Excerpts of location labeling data
--- BEGIN ---

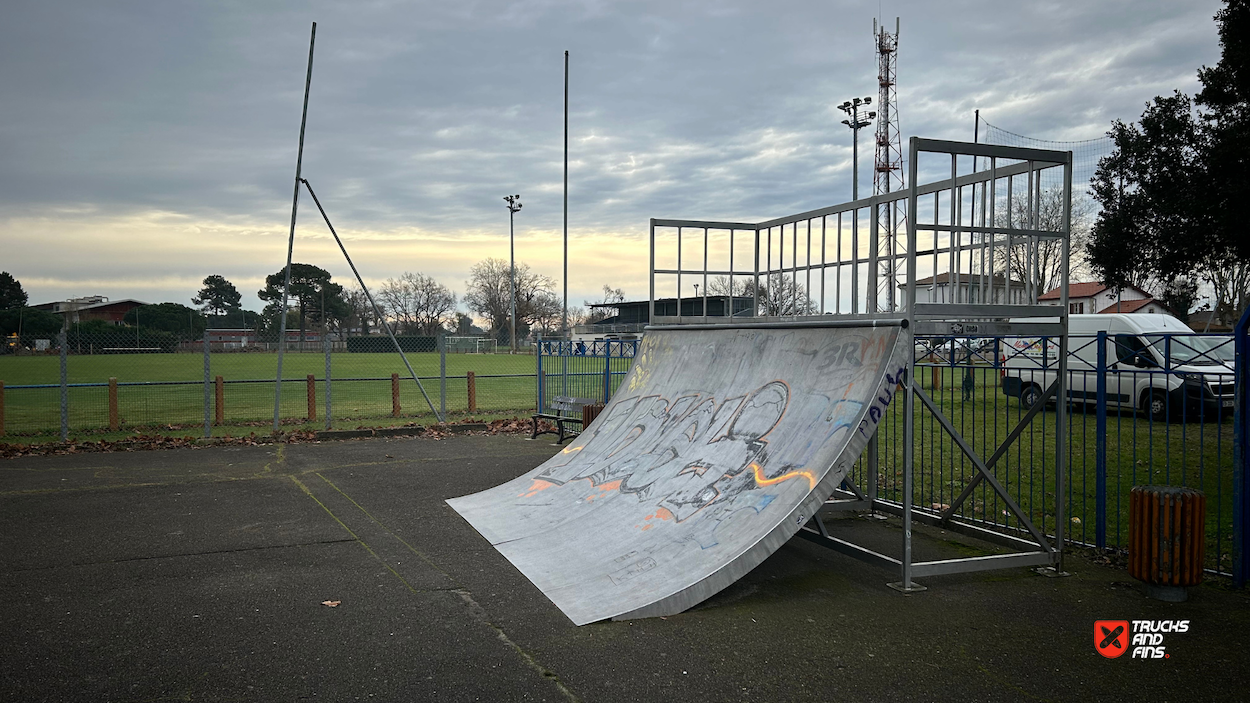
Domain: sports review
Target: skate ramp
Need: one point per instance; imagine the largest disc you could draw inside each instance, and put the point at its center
(720, 443)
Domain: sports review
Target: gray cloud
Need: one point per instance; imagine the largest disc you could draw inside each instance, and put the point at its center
(424, 114)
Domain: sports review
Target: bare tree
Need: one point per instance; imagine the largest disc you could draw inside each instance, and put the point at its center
(418, 303)
(488, 294)
(578, 315)
(780, 294)
(610, 297)
(545, 313)
(1044, 260)
(1230, 282)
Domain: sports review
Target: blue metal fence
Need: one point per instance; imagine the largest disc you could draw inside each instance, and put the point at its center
(581, 369)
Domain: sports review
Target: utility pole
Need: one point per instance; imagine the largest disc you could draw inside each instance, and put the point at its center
(564, 324)
(514, 204)
(888, 168)
(855, 124)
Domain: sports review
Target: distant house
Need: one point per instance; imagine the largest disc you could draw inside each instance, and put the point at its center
(91, 308)
(970, 288)
(633, 315)
(1095, 298)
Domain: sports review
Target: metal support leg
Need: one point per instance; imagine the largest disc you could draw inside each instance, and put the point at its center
(906, 584)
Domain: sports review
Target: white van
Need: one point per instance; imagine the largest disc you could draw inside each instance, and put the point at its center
(1184, 377)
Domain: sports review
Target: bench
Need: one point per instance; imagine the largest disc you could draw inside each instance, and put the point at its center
(563, 405)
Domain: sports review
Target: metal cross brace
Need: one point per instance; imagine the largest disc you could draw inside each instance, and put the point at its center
(983, 468)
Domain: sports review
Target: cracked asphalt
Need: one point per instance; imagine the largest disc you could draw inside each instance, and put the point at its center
(200, 574)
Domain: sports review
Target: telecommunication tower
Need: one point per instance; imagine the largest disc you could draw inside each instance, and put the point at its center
(888, 168)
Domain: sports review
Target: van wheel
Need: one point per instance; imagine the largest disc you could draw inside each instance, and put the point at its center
(1029, 395)
(1154, 404)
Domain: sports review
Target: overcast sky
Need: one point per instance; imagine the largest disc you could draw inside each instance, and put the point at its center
(148, 144)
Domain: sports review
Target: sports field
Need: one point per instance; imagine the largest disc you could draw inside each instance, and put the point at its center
(156, 390)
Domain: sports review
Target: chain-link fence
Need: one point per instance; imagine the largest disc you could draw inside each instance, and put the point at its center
(74, 384)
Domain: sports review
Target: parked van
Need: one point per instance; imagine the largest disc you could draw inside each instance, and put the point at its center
(1155, 364)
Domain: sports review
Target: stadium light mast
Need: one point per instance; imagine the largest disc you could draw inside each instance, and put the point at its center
(888, 168)
(514, 204)
(851, 109)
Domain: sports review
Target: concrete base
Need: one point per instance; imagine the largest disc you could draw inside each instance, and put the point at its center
(1050, 572)
(1166, 593)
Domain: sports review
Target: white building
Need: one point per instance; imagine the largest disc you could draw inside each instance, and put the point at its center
(970, 288)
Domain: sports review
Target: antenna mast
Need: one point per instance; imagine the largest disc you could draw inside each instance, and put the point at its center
(888, 166)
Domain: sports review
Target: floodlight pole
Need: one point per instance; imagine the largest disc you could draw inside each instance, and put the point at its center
(564, 324)
(290, 242)
(514, 204)
(855, 124)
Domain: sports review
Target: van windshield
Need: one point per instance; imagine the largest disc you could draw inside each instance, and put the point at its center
(1193, 349)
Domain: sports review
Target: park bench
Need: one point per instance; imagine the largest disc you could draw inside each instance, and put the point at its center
(563, 412)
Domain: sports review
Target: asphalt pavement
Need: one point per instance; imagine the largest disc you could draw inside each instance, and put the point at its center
(336, 572)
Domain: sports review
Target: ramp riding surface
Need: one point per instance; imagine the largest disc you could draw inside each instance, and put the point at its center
(716, 448)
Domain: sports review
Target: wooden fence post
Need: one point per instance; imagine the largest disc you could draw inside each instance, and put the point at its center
(311, 383)
(114, 419)
(220, 412)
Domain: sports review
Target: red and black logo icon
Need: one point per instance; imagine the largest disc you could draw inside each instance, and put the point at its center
(1111, 637)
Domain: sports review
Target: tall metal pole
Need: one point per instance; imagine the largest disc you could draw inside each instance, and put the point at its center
(855, 160)
(511, 278)
(565, 319)
(290, 240)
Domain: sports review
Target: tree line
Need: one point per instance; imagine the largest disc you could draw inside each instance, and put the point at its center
(411, 304)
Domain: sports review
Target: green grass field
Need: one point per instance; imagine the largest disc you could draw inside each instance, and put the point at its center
(35, 413)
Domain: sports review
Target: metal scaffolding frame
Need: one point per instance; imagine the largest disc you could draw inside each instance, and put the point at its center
(975, 218)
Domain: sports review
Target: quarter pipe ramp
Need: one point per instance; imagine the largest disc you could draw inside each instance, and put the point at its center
(720, 443)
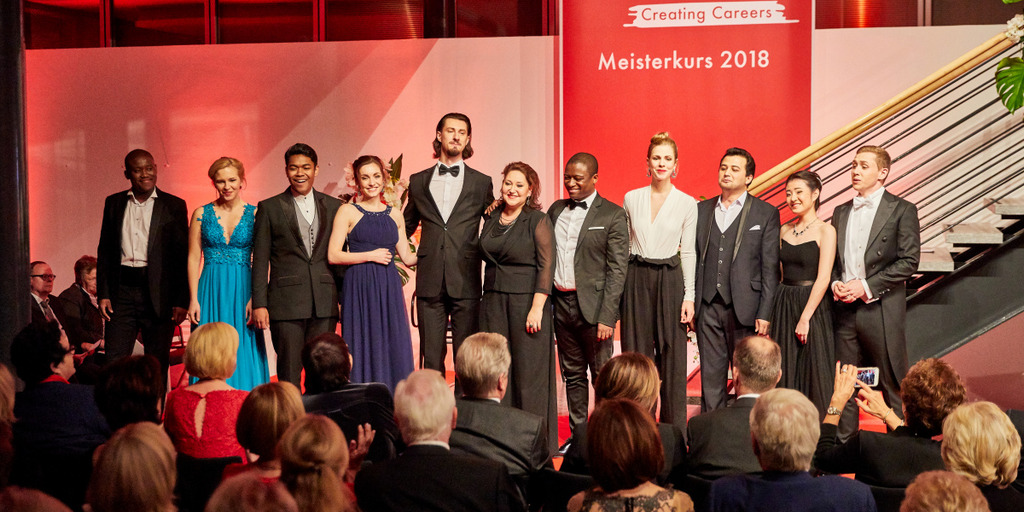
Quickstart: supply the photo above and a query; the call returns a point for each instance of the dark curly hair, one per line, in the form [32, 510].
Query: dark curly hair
[931, 390]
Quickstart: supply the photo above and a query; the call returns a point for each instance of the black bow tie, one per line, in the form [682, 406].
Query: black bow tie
[443, 169]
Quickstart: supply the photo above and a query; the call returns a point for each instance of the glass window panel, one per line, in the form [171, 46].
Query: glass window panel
[61, 24]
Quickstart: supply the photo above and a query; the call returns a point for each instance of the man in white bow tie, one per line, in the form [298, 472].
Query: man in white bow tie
[736, 272]
[879, 247]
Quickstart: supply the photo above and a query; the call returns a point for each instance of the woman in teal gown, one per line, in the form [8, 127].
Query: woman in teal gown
[220, 246]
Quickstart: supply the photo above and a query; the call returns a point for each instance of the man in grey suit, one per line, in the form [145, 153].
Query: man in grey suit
[290, 242]
[720, 440]
[449, 200]
[592, 248]
[737, 271]
[879, 247]
[484, 427]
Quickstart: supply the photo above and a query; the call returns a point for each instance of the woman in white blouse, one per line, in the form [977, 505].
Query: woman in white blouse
[657, 300]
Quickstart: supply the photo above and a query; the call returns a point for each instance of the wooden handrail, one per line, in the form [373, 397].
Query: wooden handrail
[801, 160]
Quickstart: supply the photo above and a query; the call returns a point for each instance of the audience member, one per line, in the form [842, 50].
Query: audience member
[249, 492]
[130, 390]
[942, 492]
[633, 376]
[313, 459]
[58, 424]
[328, 364]
[485, 428]
[626, 456]
[783, 432]
[264, 417]
[980, 442]
[720, 439]
[427, 475]
[930, 391]
[201, 418]
[134, 472]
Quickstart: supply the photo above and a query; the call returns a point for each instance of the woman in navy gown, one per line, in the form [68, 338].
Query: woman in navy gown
[220, 248]
[373, 310]
[802, 321]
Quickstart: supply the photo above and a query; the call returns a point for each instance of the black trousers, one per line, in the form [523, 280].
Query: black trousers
[579, 349]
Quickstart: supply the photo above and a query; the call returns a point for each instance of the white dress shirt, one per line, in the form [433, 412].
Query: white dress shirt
[135, 230]
[858, 228]
[566, 238]
[445, 189]
[673, 231]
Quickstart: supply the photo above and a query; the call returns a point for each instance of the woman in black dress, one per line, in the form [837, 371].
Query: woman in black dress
[518, 249]
[802, 323]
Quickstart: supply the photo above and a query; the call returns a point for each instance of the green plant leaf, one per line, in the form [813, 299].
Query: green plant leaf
[1010, 83]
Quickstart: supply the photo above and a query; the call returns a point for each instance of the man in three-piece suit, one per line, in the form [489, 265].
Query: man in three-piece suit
[141, 271]
[290, 239]
[485, 428]
[427, 475]
[720, 440]
[592, 250]
[737, 271]
[879, 247]
[449, 199]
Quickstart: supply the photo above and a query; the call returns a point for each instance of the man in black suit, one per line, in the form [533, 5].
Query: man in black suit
[485, 428]
[449, 199]
[720, 440]
[290, 239]
[427, 475]
[592, 245]
[141, 271]
[878, 249]
[737, 271]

--- END ---

> [WORK TO COMPLETE]: Reproduce the stretch of lines from the start of the records above through the line that contains "(1095, 298)", including both ends. Leave the pictures out of your answer.

> [OUTPUT]:
Domain: sports review
Target: skate ramp
Need: one point per instance; imagine the largest disc you could draw inside each instance, and put the point at its center
(720, 443)
Domain: sports review
Target: gray cloud
Need: one point per instance; imagine the largest disc you could draw inside each instance, and put the point at its center
(424, 114)
Domain: sports review
Target: bare tree
Need: one point per instance; imagine the largest disc you could draw inside each instance, and put the point at its center
(418, 303)
(488, 294)
(578, 315)
(780, 294)
(610, 297)
(545, 313)
(1044, 260)
(1230, 282)
Domain: sports review
Target: blue metal fence
Need: one point per instance; imagine the largest disc you could draw inside each instance, and put the point at its center
(581, 369)
Domain: sports review
Target: utility pole
Need: one point per instance; imagine the largest disc you could draw inside each instance, and put the point at its center
(564, 324)
(514, 204)
(888, 168)
(855, 124)
Domain: sports review
Target: distant house
Need: one point per instance; imagine the largest disc you could draw inside each instance, and put the point at its center
(91, 308)
(970, 288)
(633, 315)
(1095, 298)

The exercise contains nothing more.